What to produce |
In the data below, change every "sample output" to "example output" and leave everything else as it is.

Data lines |
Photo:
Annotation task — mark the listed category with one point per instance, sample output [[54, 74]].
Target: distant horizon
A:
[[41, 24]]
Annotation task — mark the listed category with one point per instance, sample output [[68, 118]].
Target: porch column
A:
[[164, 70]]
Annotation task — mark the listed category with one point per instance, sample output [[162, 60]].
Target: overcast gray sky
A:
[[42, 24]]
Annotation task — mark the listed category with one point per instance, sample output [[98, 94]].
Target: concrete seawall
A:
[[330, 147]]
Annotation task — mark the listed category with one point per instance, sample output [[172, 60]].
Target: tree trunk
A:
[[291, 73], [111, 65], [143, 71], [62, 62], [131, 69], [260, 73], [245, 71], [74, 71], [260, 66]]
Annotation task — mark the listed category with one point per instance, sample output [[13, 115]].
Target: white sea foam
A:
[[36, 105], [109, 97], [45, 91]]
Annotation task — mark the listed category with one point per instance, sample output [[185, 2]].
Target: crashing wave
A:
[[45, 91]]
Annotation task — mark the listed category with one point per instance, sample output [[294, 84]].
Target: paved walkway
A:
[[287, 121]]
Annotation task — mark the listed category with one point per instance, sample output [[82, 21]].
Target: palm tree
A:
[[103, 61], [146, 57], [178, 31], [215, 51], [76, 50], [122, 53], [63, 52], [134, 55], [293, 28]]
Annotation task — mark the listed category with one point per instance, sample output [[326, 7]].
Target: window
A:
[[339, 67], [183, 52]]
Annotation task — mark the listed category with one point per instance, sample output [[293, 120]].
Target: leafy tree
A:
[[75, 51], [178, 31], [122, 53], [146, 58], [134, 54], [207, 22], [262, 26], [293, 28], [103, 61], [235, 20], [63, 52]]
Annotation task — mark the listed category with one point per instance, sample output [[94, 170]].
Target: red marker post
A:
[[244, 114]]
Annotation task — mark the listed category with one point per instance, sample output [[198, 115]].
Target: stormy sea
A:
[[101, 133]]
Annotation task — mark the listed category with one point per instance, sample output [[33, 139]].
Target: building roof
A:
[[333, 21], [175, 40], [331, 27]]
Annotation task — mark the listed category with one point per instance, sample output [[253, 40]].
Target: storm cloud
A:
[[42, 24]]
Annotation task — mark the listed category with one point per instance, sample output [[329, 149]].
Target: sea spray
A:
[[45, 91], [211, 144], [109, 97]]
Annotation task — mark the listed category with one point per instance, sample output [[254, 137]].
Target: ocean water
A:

Solution to this problem |
Photo:
Annotation task — mark the listed category with one point per instance, example output [[54, 74]].
Target: distant horizon
A:
[[41, 24]]
Annotation task — mark the listed category with one point per instance, example output [[68, 118]].
Target: porch column
A:
[[164, 70]]
Annotation task — mark the listed category with one point per instance, example output [[162, 60]].
Target: overcast gray sky
A:
[[42, 24]]
Annotation task — mark the listed category with one point per instance, example output [[98, 94]].
Target: concrete seawall
A:
[[330, 147]]
Annotation task — mark the listed category with one point per instance, example output [[172, 60]].
Target: tree trunk
A:
[[291, 73], [111, 65], [143, 71], [62, 62], [131, 69], [260, 73], [245, 71], [74, 71], [260, 66]]
Annotation task — mark the listed category with one point per instance, example output [[13, 115]].
Target: white sea foam
A:
[[36, 105], [109, 97], [45, 91]]
Annotation task — mark the listed category with one point per instance, example output [[185, 2]].
Target: crashing wave
A:
[[45, 91]]
Annotation task — mark the listed category with one point per instance, example output [[294, 84]].
Target: paved walkway
A:
[[287, 121]]
Annotation task — mark the listed category with one point per instance, example output [[82, 21]].
Target: palm tree
A:
[[103, 61], [146, 57], [178, 31], [215, 51], [76, 50], [122, 53], [63, 52], [134, 55], [293, 28]]
Annotation task — mark the listed category with one point per instance, example output [[326, 7]].
Target: window
A:
[[339, 67], [183, 52]]
Annotation task — mark the listed category with one point per instance, example output [[293, 120]].
Target: leafy tree
A:
[[75, 51], [178, 31], [122, 53], [146, 58], [134, 54], [207, 22], [262, 26], [293, 28], [103, 61], [235, 20], [63, 52]]
Annotation task — mark the listed category with one point per instance, example output [[94, 170]].
Target: red marker post
A:
[[244, 114]]
Annotation task — mark the listed category with one point per instance, example output [[198, 115]].
Target: stormy sea
A:
[[101, 133]]
Annotation task — mark the listed category with one point per instance, example output [[33, 139]].
Target: building roof
A:
[[333, 21], [175, 40], [331, 27]]
Annotation task — mark the listed category with one point per instance, example output [[253, 40]].
Target: storm cloud
A:
[[42, 24]]
Annotation task — mark the listed category with one point per instance, example output [[329, 149]].
Target: sea spray
A:
[[45, 91], [211, 144], [109, 97]]
Annotation task — mark the listed category with one point per instance, example output [[254, 137]].
Target: ocean water
A:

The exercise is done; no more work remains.